- _SUPPLIED TEXT_
## Start

INSTRUCTIONS TO REGISTERED HOLDERS AND/OR
BOOK-ENTRY TRANSFER FACILITY PARTICIPANT
FROM BENEFICIAL OWNER
OF
SOUTHERN COPPER CORPORATION
7.500% Notes due 2035

To Registered Holders and/or Participant of the Book-Entry Transfer Facility:

        The undersigned hereby acknowledges receipt of the prospectus, dated            , 2006, of Southern Copper Corporation and accompanying letter of transmittal, that together constitute Southern Copper Corporation's offer to exchange up to U.S.$400,000,000 aggregate principal amount of 7.500% notes due 2035, which have been registered under the Securities Act of 1933, as amended (the "New Notes"), of Southern Copper Corporation, for a like aggregate principal amount of 7.500% notes due 2035 (the "New Notes") of Southern Copper Corporation.

        This will instruct you, the registered holder and/or book-entry transfer facility participant, as to the action to be taken by you relating to the exchange offer with respect to the Old Notes held by you for the account of the undersigned.

        The aggregate face amount of the Old Notes held by you for the account of the undersigned is (FILL IN AMOUNT):

        [    ]

        With respect to the exchange offer, the undersigned hereby instructs you (CHECK APPROPRIATE BOX):

        [    ] To tender all of the Old Notes held by you for the account of the undersigned.

        [    ] To tender the following Old Notes held by you for the account of the undersigned (INSERT PRINCIPAL AMOUNT OF OLD NOTES TO BE TENDERED (IF ANY)):

        [    ] NOT to tender any Old Notes held by you for the account of the undersigned.

## End

- _EXERCISE TASK A_
In the Southern Copper noteholder instructions, reproduce the passage from "INSTRUCTIONS TO REGISTERED" up to and including "Southern Copper Corporation.", substituting "transmittal letter" for "letter of transmittal".
- _EXERCISE TASK B_
Write the next part of the Southern Copper noteholder instructions, picking up after the final checkbox option.
The entries that come next are separate from the Southern Copper noteholder instructions.

- _LISTING_

## Start

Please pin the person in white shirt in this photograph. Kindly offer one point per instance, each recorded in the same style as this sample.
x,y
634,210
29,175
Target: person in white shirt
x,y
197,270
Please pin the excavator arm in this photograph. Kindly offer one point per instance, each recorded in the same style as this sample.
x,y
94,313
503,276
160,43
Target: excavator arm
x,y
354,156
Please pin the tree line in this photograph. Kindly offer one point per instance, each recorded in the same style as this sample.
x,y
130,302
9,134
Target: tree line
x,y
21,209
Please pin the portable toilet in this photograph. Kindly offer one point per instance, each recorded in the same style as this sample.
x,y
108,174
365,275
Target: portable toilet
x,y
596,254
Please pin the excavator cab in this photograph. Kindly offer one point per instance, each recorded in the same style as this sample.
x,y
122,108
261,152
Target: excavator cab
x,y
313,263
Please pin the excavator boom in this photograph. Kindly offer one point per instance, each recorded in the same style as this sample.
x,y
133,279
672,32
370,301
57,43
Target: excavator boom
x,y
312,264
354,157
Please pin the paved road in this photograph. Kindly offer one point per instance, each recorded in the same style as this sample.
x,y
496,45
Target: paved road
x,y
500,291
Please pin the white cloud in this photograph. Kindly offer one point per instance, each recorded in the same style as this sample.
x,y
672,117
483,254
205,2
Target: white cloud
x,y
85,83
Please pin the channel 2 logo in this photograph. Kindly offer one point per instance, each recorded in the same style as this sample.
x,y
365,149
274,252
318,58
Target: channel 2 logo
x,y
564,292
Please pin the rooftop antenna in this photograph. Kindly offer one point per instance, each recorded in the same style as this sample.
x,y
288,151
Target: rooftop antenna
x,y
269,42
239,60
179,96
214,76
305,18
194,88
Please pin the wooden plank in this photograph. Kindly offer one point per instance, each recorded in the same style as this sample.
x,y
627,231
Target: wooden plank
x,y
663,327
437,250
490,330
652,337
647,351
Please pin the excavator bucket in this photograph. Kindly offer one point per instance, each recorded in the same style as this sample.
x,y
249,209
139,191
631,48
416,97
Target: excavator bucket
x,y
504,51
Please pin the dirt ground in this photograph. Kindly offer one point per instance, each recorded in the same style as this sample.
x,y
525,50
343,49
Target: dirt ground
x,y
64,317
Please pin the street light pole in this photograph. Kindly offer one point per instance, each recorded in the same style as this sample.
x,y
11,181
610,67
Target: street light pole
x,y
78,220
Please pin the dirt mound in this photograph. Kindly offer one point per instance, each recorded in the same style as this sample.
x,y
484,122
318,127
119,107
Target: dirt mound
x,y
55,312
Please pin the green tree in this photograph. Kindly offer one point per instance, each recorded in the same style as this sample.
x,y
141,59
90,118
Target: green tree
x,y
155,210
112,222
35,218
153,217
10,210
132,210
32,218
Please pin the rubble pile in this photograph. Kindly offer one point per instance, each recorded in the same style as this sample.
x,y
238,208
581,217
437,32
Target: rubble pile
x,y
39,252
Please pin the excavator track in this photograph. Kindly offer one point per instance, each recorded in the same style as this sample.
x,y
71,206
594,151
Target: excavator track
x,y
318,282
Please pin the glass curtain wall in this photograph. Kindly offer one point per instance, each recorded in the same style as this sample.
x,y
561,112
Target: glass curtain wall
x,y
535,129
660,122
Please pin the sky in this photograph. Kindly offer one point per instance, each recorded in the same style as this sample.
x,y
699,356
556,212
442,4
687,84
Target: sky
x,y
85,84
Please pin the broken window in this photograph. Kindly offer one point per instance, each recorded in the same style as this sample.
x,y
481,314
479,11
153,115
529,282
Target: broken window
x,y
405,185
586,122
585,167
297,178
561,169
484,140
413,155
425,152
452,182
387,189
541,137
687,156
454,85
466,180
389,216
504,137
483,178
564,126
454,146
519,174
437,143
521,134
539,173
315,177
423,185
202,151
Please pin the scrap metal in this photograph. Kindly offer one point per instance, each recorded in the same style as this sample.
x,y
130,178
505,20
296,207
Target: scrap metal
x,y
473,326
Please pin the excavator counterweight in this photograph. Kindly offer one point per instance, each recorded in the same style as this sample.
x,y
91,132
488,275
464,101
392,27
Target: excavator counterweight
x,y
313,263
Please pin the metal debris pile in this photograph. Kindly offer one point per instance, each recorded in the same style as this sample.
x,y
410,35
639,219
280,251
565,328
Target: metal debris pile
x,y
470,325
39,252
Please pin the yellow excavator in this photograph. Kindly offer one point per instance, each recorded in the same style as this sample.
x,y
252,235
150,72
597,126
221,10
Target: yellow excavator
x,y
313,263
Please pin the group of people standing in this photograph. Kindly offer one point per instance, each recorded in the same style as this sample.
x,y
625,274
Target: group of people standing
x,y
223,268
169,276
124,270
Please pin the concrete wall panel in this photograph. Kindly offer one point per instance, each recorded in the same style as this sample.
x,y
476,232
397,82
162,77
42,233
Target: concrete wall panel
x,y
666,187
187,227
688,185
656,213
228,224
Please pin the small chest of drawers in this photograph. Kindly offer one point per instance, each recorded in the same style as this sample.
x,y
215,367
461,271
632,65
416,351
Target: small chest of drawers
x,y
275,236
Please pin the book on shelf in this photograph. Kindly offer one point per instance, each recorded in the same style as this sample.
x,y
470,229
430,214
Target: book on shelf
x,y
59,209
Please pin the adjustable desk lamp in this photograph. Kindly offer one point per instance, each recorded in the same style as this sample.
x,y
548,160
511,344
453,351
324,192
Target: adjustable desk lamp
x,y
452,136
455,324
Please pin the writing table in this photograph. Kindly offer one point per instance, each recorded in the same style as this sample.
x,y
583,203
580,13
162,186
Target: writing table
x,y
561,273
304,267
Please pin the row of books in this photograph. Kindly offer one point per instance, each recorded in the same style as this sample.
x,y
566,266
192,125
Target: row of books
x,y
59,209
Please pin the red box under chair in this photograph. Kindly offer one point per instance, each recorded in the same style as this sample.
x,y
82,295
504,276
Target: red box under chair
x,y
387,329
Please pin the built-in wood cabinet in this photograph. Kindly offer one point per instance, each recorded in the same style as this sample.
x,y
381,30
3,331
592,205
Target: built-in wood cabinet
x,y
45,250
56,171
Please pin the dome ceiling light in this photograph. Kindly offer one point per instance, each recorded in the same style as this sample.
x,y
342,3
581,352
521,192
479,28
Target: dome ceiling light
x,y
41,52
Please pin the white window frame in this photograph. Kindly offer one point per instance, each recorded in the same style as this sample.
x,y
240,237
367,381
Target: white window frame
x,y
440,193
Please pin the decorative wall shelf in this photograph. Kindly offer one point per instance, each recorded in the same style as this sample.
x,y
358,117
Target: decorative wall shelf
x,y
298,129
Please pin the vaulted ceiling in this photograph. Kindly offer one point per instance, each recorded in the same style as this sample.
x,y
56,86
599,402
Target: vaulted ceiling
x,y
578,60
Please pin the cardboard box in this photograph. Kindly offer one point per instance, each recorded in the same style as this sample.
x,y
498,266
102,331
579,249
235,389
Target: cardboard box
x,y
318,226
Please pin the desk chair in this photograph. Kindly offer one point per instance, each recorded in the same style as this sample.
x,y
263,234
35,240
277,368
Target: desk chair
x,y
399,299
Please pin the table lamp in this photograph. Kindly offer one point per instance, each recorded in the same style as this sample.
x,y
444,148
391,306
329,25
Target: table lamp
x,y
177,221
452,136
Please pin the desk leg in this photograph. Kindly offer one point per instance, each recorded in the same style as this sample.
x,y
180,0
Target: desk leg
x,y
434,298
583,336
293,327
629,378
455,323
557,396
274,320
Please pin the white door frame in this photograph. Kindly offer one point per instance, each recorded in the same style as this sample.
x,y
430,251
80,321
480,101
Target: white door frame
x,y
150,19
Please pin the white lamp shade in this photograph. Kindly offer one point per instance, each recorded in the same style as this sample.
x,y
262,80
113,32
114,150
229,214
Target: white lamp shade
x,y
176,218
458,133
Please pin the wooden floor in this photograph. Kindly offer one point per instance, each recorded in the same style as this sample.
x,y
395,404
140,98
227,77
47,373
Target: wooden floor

## End

- _RESPONSE A_
INSTRUCTIONS TO REGISTERED HOLDERS AND/OR
BOOK-ENTRY TRANSFER FACILITY PARTICIPANT
FROM BENEFICIAL OWNER
OF
SOUTHERN COPPER CORPORATION
7.500% Notes due 2035

To Registered Holders and/or Participant of the Book-Entry Transfer Facility:

        The undersigned hereby acknowledges receipt of the prospectus, dated            , 2006, of Southern Copper Corporation and accompanying transmittal letter, that together constitute Southern Copper Corporation's offer to exchange up to U.S.$400,000,000 aggregate principal amount of 7.500% notes due 2035, which have been registered under the Securities Act of 1933, as amended (the "New Notes"), of Southern Copper Corporation, for a like aggregate principal amount of 7.500% notes due 2035 (the "New Notes") of Southern Copper Corporation.

- _RESPONSE B_
        If the undersigned instructs you to tender Old Notes held by you for the account of the undersigned, it is understood that you are authorized to make, on behalf of the undersigned (and the undersigned, by its signature below, hereby makes to you), the representations and warranties contained in the letter of transmittal that are to be made with respect to the undersigned as a beneficial owner, including but not limited to the representations, that (1) the New Notes acquired pursuant to the exchange offer are being acquired in the ordinary course of business of the undersigned, (2) the undersigned is not engaging in and does not intend to engage in a distribution of the New Notes, (3) the undersigned does not have an arrangement or understanding with any person to participate in the distribution of such New Notes, (4) the undersigned is not an "affiliate" of Southern Copper Corporation within the meaning of Rule 405 under the Securities Act of 1933, as amended, and (5) the undersigned is not acting on behalf of any person who could not truthfully make the foregoing representations. If any Holder or any other person, including the undersigned, is an "affiliate," as defined under Rule 405 of the Securities Act, of us, or is engaged in or intends to engage in or has an arrangement or understanding with any person to participate in a distribution of the notes to be acquired in the Exchange Offer, the Holder or any other person, including the undersigned: (i) may not rely on applicable interpretations of the staff of the SEC; and (ii) must comply with the registration and prospectus delivery requirements of the Securities Act in connection with any resale transaction. If the undersigned is a broker-dealer that will receive New Notes for its own account in exchange for New Notes that were acquired as a result of market-making activities or other trading activities, it acknowledges that it will deliver a prospectus meeting the requirements of the Securities Act in connection with any resale of such New Notes. By acknowledging that it will deliver and by delivering a prospectus meeting the requirements of the Securities Act in connection with any resale of such Old Notes, the undersigned is not deemed to admit that it is an "underwriter" within the meaning of the Securities Act.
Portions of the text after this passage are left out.